Task to carry out> Every line of the material below should be repeated exactly.

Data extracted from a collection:
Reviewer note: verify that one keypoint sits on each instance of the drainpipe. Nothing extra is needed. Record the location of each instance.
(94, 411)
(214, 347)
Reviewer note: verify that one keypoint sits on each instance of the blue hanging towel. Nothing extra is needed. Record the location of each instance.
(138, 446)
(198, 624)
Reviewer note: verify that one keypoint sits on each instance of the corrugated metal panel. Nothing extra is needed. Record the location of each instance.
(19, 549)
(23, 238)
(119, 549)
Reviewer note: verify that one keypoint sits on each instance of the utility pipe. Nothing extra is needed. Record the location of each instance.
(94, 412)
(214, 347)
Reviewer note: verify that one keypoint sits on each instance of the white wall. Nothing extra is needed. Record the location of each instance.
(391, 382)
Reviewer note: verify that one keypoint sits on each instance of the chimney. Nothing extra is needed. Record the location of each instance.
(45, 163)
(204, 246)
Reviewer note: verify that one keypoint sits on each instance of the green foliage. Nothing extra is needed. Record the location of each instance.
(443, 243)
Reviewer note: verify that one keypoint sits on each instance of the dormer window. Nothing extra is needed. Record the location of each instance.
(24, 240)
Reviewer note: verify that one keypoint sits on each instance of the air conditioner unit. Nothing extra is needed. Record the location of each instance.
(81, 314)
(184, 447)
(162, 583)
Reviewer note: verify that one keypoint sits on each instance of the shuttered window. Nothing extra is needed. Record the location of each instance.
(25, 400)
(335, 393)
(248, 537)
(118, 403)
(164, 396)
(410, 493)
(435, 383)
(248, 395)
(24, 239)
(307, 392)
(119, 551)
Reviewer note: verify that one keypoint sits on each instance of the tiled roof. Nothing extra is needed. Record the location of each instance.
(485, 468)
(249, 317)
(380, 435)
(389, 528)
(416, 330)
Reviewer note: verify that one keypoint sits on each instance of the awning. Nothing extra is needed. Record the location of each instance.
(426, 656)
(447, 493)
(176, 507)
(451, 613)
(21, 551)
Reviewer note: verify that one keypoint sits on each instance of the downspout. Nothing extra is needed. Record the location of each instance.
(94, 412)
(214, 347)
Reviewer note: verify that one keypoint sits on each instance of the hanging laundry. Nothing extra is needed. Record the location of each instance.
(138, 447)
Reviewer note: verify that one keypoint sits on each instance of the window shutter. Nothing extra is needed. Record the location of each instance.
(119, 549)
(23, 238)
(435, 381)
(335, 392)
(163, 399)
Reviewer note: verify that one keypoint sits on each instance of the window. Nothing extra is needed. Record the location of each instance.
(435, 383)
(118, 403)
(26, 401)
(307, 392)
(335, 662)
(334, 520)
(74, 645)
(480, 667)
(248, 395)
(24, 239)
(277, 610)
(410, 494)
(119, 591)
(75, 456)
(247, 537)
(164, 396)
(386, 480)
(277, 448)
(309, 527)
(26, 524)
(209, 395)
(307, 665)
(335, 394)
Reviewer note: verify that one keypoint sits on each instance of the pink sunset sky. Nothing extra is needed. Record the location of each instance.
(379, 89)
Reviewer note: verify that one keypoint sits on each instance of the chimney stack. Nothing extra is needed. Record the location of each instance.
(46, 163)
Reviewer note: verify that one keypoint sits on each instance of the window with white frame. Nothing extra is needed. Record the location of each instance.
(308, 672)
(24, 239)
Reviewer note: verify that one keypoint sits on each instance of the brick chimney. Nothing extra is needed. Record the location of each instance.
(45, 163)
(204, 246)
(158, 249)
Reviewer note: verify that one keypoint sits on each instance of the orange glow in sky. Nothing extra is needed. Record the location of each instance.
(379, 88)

Response to this exercise>
Reviewer note: verify that one keypoint sits on each instance of the drainpipe. Nothing extra is needed. Record the location of each instance.
(94, 411)
(214, 347)
Reviewer note: verify that one keypoint sits on each instance of the blue hanging towel. Nothing extra is needed. Record the location of each instance.
(138, 446)
(198, 624)
Reviewer note: verify that one keypoint sits on each instance of the corrugated metal panel. Nothing extra is needed. Record the location of each instance.
(19, 549)
(23, 238)
(119, 549)
Reviewer note: verify that one keypoint sits on each instance of the utility pipe. Nothing extra is needed. Record the location of each instance.
(94, 412)
(214, 347)
Reviewer note: verify that one keypoint sits on each instance of the white wall. Nothing extra is needed. Record the location of each instance.
(391, 382)
Reviewer note: verify that one keypoint sits on each instance of the chimney. Nothing extra is needed. Record the location of each instance.
(45, 163)
(204, 246)
Reviewer note: verify that one keypoint sits on each instance of the green foliage. Nothing extra is needed. Record the location of each instance.
(443, 243)
Reviewer note: verify that one keypoint sits on each instance of the dormer window. Nothing extra is needed. Record the location of each instance.
(24, 240)
Reviewer note: verify that one keypoint sits on each instance of the air conditioner unit. Nothing extra is needed. Record the location of each instance.
(81, 314)
(184, 447)
(162, 583)
Reviewer note: verify that one keypoint sits on each instance of the shuttered window. Nothing extra is needed. Record the location of each instance.
(25, 400)
(335, 393)
(248, 537)
(118, 403)
(164, 396)
(410, 493)
(435, 383)
(248, 395)
(24, 239)
(307, 392)
(119, 551)
Reviewer note: verify that one keypoint sits on each instance of the tiled roof. Nothing extra is needed. Record the location of each instance.
(485, 468)
(249, 317)
(380, 435)
(389, 528)
(416, 330)
Reviewer note: verify that one keypoint sits on each instance of the awning. Nothing extra is needed. Record the location of each instance.
(426, 656)
(447, 493)
(176, 507)
(451, 613)
(21, 551)
Reviewer note: verify that one keypoint sits on each instance of the downspout. Nothing extra is needed. Record the location of each instance.
(94, 412)
(214, 347)
Reviewer note: verify that one keypoint sits on each instance of the hanging laundry. Nothing extra is needed. Record the location of each instance.
(138, 447)
Reviewer note: verify that one keypoint sits on each instance of the window shutter. Nothing extra is needed. Record the location of each instance.
(119, 549)
(23, 238)
(435, 381)
(335, 392)
(163, 399)
Reviewer note: verify that one keypoint sits on each instance of the window. Nothing extra is needed. Record the location of each instance.
(435, 383)
(118, 403)
(26, 401)
(307, 392)
(335, 662)
(334, 520)
(74, 645)
(480, 667)
(248, 395)
(24, 239)
(277, 610)
(410, 494)
(119, 591)
(75, 456)
(247, 537)
(164, 396)
(386, 480)
(277, 448)
(309, 527)
(26, 524)
(209, 395)
(307, 665)
(335, 394)
Reviewer note: verify that one keypoint sits on each instance of the pink sunset sky. Nothing extra is needed. Record the location of each instance.
(379, 89)
Reviewer note: verify that one keypoint sits on each instance of the chimney stack. Nothing extra is needed. Record the location of each instance.
(46, 163)
Reviewer note: verify that one keypoint sits on each instance of the window with white frame. Nothing extra is needed. Record the location of each instance.
(308, 672)
(24, 239)
Reviewer note: verify that one keypoint sits on each instance of the brick chimney. Nothing extra is needed. Record the location of each instance.
(45, 163)
(204, 246)
(158, 249)
Reviewer note: verify that one keypoint sits on each instance of the orange glow in sky. Nothing extra is needed. Record the location of each instance.
(379, 88)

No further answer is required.